- [Tasks and exercises]
1 - List every person named in the article about Craig Gambacini's robotic knee, with the description the article gives each one.
2 - Using the article about Craig Gambacini's robotic knee, decide whether each statement agrees with it. Answer yes or no, and quote the deciding words.
(a) The new robotic limb costs $48,000.
(b) The new device's computer has to be adjusted manually in the NEOPS office.
(c) Gambacini is the first amputee in Connecticut to have the robotic knee.
3 - Answer from the article about Craig Gambacini's robotic knee:
(a) How old is Gambacini?
(b) Which company developed the robotic knee?
(c) What comparison did an expert use for the difference the new limb makes?

- [Text provided]
As Craig Gambacini bent to sit down, he lost his balance a little and plopped down into the chair.
Not good enough, he decided, and stood up again, his robotic knee emitting a high-pitched hum as it helped to lift him up.
Almost 25 years after he lost his left leg in a motorcycle accident, Gambacini, 62, of Naugatuck, has been fitted with a cutting-edge, computer-driven prosthetic knee and leg that uses the tiniest shifts in body movement to anticipate where and how Gambacini wants to move, and helps him do it.
“I’m really trying to retrain myself,” he said, rising, then sitting again in this medical office in Middlebury before adding he’s doing “pretty good” at it.
He’s actually doing much better than that, said John Burger, a certified prosthetist orthotist (CPO) at New England Orthotic and Prosthetic Systems (NEOPS). For someone who had favored his right side for the past two and a half decades, learning to walk normally again has been progressing quickly for Gambacini, Burger said.
Motorized prosthetic devices are not new. In fact, Gambacini for years has worn one in which an internal computer helped provide him a more natural gait.
The difference in this new, $48,000 robotic limb was described by an expert as the difference between a bicycle and a motorcycle.
This new device, a sleek and metallic piston-looking instrument, automatically adjusts its motion based on microscopic movements of Gambacini’s hip. His previous device’s computer had to be adjusted manually in the NEOPS office.
This is important because older prosthetic legs move in a pendulum fashion; Gambacini needed to step hard on his right leg in order to activate the “swing” in the old prosthetic knee joint. This new one swings pretty much on its own.
Second, it’s the first such device to provide lift. When Gambacini moves to stand up, the robotic knee responds and helps push him up, just like a real leg would.
“It’s really just an extension of his body,” NEOPS COO Mac Hanger said. “It’s not wired into his brain. It’s responsive to the forces of the muscles above it in the socket.”
In fact, it’s so much like a real leg that Gambacini’s challenge isn’t so much getting used to a new prosthetic as it is learning to walk the way he used to before he lost his leg.
“It’s not really hard to learn … but after 20 years of the old one, I keep going back to the old way,” Gambacini said.
The robotic knee was developed by an Icelandic company called Ossur, and is being pioneered in Connecticut by NEOPS. In fact, Gambacini is only the second amputee in the state to have one, Hanger said.

- [Information supplied]
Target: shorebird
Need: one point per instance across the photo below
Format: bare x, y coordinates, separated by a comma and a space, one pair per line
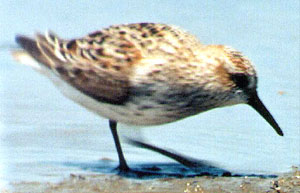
144, 74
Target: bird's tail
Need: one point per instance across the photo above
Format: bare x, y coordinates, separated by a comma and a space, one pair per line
39, 53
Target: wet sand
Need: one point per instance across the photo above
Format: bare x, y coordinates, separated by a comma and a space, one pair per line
104, 183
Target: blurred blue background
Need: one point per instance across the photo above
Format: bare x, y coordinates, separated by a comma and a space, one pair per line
40, 129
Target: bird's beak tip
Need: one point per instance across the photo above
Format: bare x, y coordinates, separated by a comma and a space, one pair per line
256, 103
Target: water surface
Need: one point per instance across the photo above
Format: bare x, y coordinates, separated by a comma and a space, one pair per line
41, 130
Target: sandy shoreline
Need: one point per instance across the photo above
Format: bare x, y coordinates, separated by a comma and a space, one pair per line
104, 183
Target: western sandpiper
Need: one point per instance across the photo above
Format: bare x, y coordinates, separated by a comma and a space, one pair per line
144, 74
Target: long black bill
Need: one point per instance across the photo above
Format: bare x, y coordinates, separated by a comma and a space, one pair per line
256, 103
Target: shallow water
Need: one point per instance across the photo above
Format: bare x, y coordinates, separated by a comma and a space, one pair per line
41, 130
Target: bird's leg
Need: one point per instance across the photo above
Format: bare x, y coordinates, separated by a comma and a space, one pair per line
123, 167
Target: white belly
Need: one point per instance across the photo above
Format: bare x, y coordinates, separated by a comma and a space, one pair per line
127, 113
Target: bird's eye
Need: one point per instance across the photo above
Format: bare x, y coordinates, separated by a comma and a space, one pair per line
241, 80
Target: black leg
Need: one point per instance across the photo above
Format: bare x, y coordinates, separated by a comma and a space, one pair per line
113, 128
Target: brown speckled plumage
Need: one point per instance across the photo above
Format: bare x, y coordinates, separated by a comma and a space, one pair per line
144, 73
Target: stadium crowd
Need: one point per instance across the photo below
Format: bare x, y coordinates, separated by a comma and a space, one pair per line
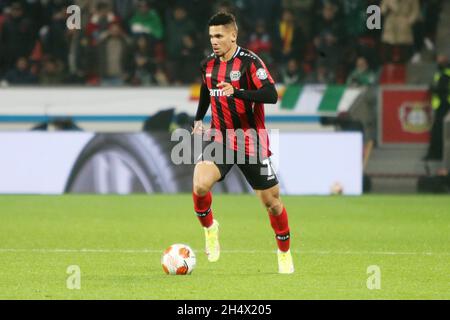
144, 42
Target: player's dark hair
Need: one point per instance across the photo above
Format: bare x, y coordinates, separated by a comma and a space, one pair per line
222, 19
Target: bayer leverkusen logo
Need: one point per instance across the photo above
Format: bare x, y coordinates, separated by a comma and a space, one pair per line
415, 117
235, 75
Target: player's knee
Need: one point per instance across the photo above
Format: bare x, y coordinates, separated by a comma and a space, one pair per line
274, 206
201, 187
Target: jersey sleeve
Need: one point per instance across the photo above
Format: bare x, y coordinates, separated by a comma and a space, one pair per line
260, 75
203, 72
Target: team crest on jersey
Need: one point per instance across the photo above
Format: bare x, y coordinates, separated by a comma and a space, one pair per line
235, 75
261, 73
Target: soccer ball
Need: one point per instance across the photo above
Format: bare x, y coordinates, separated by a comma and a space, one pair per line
178, 259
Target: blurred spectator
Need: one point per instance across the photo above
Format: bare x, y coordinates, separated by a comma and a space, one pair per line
301, 10
291, 36
355, 16
54, 36
400, 16
292, 73
144, 65
124, 9
114, 56
18, 35
424, 28
20, 74
147, 21
261, 42
322, 75
329, 32
52, 72
440, 100
362, 75
181, 47
80, 57
100, 21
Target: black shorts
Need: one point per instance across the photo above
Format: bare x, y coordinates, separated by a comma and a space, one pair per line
258, 172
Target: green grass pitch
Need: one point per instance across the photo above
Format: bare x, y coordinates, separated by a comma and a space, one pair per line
117, 242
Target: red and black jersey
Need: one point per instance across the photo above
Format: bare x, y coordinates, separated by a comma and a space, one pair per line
244, 71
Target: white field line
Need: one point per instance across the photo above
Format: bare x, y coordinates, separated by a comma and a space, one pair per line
143, 251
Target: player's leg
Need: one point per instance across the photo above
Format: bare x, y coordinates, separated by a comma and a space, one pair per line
280, 225
206, 174
264, 181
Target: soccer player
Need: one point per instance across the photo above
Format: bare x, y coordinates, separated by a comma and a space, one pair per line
237, 84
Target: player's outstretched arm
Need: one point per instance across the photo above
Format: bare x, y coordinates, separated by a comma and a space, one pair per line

- [Solutions per task]
1 -
- Craig Gambacini: 62, of Naugatuck, fitted with the computer-driven prosthetic knee and leg
- John Burger: a certified prosthetist orthotist (CPO) at New England Orthotic and Prosthetic Systems (NEOPS)
- Mac Hanger: NEOPS COO

2 -
(a) Yes: "this new, $48,000 robotic limb"
(b) No: "automatically adjusts its motion based on microscopic movements of Gambacini’s hip. His previous device’s computer had to be adjusted manually in the NEOPS office."
(c) No: "Gambacini is only the second amputee in the state to have one"

3 -
(a) 62
(b) Ossur, an Icelandic company
(c) The difference between a bicycle and a motorcycle